Requirement 1: From the article on marketing a life science startup, list every group it names as a possible buyer or audience for the startup's product.
Requirement 2: Continue the article on marketing a life science startup from the point where it stops.

7 Strategies for Effectively Marketing Your Life Science Startup
All new businesses face a series of immense challenges but we need new entrants to rejuvenate the lifeblood of their individual industries. Apart from securing venture capital funding, perhaps the greatest mountain to climb is that of effective marketing. This is true of any B2C or B2B enterprise, but the difficulties facing a startup or scaleup in the field of biotech are particularly acute because the market demographic is inherently more complex and even resistant. A new life sciences company is not selling a consumer product but offering healthcare and medical innovation that could change lives if it delivers on the founders’ expectations.
The challenge for early stage European biotech companies is considerable but not insurmountable and we have explored seven strategies which could make a world of difference to the way you convey your message and convince the market.
You can’t effectively market a product or process to a limited or non-existent audience. This is fundamental not only to your marketing but to the core objectives of your startup. You need to research the level of need for your product and the likely receptiveness of the health sector bodies to which you will be selling. You might begin by thinking your market is healthcare professionals and businesses but you may realise that there are also significant opportunities for marketing to end consumers. Research may take time and cost money, but it will form the basis of your entire marketing programme.

Excerpted data:
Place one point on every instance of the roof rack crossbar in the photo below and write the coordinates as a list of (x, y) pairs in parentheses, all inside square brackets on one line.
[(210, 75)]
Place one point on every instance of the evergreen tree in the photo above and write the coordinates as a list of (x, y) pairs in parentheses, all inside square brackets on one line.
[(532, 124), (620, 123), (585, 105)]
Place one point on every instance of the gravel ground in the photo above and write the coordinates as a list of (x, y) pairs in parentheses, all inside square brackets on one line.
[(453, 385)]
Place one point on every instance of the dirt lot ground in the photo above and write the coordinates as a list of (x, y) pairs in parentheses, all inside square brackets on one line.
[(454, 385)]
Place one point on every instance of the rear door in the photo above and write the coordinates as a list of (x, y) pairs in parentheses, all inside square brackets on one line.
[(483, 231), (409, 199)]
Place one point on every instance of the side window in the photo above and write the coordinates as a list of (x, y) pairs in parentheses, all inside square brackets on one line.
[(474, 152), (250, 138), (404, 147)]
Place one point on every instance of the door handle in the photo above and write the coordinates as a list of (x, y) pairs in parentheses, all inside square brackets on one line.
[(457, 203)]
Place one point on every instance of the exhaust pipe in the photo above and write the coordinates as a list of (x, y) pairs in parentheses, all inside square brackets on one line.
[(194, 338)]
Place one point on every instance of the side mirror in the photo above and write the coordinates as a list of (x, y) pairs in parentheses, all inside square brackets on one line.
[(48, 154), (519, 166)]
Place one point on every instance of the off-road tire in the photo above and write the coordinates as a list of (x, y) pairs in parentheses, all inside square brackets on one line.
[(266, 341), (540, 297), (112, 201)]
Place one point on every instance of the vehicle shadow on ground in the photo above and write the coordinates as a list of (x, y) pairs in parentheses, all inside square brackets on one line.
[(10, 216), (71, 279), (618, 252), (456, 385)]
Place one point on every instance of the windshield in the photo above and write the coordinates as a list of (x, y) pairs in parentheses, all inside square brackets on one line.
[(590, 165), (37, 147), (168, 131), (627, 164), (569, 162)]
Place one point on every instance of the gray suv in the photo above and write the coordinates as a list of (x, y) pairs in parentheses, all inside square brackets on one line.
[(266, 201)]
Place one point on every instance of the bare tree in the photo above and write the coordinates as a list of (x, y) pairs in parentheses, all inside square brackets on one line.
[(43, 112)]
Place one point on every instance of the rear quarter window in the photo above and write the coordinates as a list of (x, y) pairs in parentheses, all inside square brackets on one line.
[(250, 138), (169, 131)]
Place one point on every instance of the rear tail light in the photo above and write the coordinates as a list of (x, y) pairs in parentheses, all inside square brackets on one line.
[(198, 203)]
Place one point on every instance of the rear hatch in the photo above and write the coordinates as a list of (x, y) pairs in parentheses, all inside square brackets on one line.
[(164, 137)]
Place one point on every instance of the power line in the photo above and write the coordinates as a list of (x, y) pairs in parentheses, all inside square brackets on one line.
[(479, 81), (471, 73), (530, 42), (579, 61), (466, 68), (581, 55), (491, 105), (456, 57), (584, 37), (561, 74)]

Exercise result 1:
- Health sector bodies
- Healthcare professionals
- Businesses
- End consumers

Exercise result 2:
This is one of the building blocks of any marketing strategy. In life sciences, most companies tend to have particular specialisms which means rather than taking an overview of your competitors in the broadest sense, it will be more fruitful to focus on businesses that directly compete in the sub-sector you have targeted. Once you have identified the prime competitors, you need to carry out thorough research into the marketing methods they use.
Look at their use of social media, dissect their website to learn how it is constructed and what kind of content it features, find out if they use email marketing. AI tools exist which can help you analyse all of this and discover not only where they are succeeding but also where they are failing. Away from the digital world, it’s also worth finding out what offline marketing they use, such as promotional partnerships with pharmacies and clinics. The aim is not to mimic their tactics but to gain knowledge from the experience of others which you can use to your own benefit.
It’s no coincidence that successful businesses are associated with and identified by images and phrases that become embedded in the consciousness of customers. Although it’s true that brand identity creates visibility, even to the extent that enables Nike to drop their name from their advertising and use only their famous swoosh, there is more to this than simple recognition. Creating a corporate brand is essential in building consumer trust and promoting the qualities and priorities of your firm.
The brand is not a replacement, it is a signifier: when customers instantly recognise your brand, all of your value accompanies it and helps them choose your products and services because they believe in their efficacy and reliability. Neither is branding solely about imagery, logo or colour schemes. Those symbols will come to embody your corporate identity, but you need to promote your unique strengths in combination with your visual representation.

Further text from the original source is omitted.